Exercise brief: Return every record verbatim.

Stored items:
◆ ◆ ◆ ◆
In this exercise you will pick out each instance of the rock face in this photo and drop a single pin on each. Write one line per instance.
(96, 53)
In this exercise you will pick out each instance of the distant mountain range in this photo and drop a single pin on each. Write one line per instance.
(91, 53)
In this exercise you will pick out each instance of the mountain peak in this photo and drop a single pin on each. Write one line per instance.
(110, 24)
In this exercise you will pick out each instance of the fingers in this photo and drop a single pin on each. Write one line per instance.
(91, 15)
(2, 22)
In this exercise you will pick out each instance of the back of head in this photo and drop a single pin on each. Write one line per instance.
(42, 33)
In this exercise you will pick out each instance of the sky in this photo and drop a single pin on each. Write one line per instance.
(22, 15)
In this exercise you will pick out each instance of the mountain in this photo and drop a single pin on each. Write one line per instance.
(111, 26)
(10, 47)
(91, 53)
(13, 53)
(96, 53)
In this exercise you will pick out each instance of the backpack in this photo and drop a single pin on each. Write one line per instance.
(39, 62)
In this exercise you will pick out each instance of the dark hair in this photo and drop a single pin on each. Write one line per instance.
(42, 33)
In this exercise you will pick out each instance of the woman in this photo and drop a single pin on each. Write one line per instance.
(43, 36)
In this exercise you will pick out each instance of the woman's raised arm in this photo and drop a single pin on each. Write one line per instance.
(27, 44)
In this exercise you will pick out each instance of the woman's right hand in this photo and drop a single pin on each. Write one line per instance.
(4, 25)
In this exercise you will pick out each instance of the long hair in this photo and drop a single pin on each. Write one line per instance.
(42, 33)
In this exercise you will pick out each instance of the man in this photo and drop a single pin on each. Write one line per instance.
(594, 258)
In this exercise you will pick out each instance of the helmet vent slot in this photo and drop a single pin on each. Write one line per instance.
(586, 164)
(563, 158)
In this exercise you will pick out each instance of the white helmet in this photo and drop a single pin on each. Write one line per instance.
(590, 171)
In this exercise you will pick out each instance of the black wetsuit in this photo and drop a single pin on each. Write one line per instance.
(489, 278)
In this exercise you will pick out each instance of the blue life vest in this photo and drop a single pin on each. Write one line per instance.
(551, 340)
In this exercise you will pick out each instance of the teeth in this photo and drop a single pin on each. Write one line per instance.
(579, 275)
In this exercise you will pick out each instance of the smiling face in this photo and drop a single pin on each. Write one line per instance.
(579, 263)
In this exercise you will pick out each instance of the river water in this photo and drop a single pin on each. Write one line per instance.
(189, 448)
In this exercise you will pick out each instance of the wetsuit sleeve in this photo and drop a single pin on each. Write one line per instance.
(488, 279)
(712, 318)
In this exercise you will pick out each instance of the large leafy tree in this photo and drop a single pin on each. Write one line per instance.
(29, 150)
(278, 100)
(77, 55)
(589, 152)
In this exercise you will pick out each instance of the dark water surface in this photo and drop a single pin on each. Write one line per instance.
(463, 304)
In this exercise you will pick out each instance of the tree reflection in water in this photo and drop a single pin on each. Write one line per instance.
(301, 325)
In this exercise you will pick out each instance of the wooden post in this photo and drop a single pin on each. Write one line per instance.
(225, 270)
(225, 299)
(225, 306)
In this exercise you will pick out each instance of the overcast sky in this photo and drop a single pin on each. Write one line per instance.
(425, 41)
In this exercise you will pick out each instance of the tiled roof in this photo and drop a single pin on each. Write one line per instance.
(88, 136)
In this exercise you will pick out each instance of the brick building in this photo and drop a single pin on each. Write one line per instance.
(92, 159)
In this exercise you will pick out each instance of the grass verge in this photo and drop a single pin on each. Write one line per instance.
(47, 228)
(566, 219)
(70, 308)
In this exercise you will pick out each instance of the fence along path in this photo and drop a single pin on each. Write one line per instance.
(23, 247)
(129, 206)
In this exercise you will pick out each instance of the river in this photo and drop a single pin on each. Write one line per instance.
◆ ◆ ◆ ◆
Answer to the task:
In this exercise you will pick out each instance of the rock face in this photo and drop a single pin on each. Write one line per instance.
(96, 53)
In this exercise you will pick out each instance of the distant mountain range in this photo and drop a single pin on each. Write one line per instance.
(91, 53)
In this exercise you will pick out each instance of the mountain peak in this photo and drop a single pin on each. Write one line per instance.
(110, 24)
In this exercise you will pick out each instance of the fingers in this photo and drop a single pin on each. Write one line per instance.
(91, 15)
(2, 22)
In this exercise you will pick out each instance of the back of head in this photo and drop a single pin on each. Write one line per instance.
(42, 33)
In this exercise you will pick out each instance of the sky in this photo and drop a single pin on each. Write one line per instance.
(22, 15)
In this exercise you will pick out each instance of the mountain in this photo and drop a single pin on each. Write one line per instance.
(111, 26)
(10, 47)
(91, 53)
(13, 53)
(96, 53)
In this exercise you will pick out each instance of the backpack in this photo and drop a single pin on each. Write one line per instance.
(39, 62)
In this exercise you will pick out each instance of the dark hair in this photo and drop a single pin on each. Write one line per instance.
(42, 33)
In this exercise you will pick out each instance of the woman in this photo and drop a single pin on each. Write one line per instance.
(43, 36)
In this exercise you will pick out each instance of the woman's raised arm in this photo and drop a single pin on each. Write one line per instance.
(27, 44)
In this exercise you will pick out each instance of the woman's right hand in this photo and drop a single pin on each. Write one line per instance.
(4, 25)
In this exercise you will pick out each instance of the long hair in this photo and drop a single pin on each. Write one line per instance.
(42, 33)
In this exercise you will pick out each instance of the man in this photo and drop a single pin on each. Write one line per instance.
(594, 258)
In this exercise you will pick out each instance of the helmet vent slot in this photo and drop a single pin on each. Write one line per instance.
(586, 164)
(563, 158)
In this exercise you will pick out each instance of the white helmet in this photo and drop a single pin on each. Write one line per instance.
(590, 171)
In this exercise you will pick out each instance of the black wetsuit in this photo and drop a single pin on each. Write one line per instance.
(489, 278)
In this exercise you will pick out each instance of the blue life vest in this photo and drop a single pin on each. Write one line per instance.
(551, 340)
In this exercise you will pick out each instance of the teeth in this photo and drop a single pin on each. Write one line per instance.
(579, 275)
In this exercise you will pick out each instance of the smiling face in this photo and drop a single pin on each. Write one line per instance.
(579, 263)
In this exercise you will pick out each instance of the river water in this photo and drop a single pin on each. Write one line per instance.
(189, 448)
In this exercise you will pick out each instance of the wetsuit sleeve in this photo and drop a single pin on each. Write one line per instance.
(488, 279)
(712, 318)
In this exercise you will pick out each instance of the large leafy tree in this photo and drop a single pin on each. Write one line per instance.
(29, 150)
(278, 100)
(77, 55)
(589, 152)
In this exercise you will pick out each instance of the dark water surface in this photo and drop a single pin on each. Write one line per instance.
(463, 304)
In this exercise you will pick out each instance of the tree reflection in water in this photo and drop a single pin on each. Write one line per instance.
(301, 325)
In this exercise you will pick out each instance of the wooden post in this photo and drop a single pin on each. Write one line per instance.
(225, 270)
(225, 299)
(225, 306)
In this exercise you will pick out each instance of the overcast sky in this photo and drop a single pin on each. Write one line per instance.
(425, 41)
In this exercise you will pick out each instance of the tiled roof in this photo and drop a single pin on each. Write one line per instance.
(88, 136)
In this exercise you will pick out each instance of the brick building in this photo and drop a single pin on each. Write one line per instance.
(92, 159)
In this exercise you will pick out each instance of the grass verge in this photo and drop a single pin on each. Write one line per instance.
(47, 228)
(566, 219)
(70, 308)
In this exercise you will pick out each instance of the fence along path in this photo and drop a single pin on each. Write one line per instance.
(23, 247)
(129, 206)
In this exercise you will pick out each instance of the river in this photo and drop a single pin on each. Write one line per instance.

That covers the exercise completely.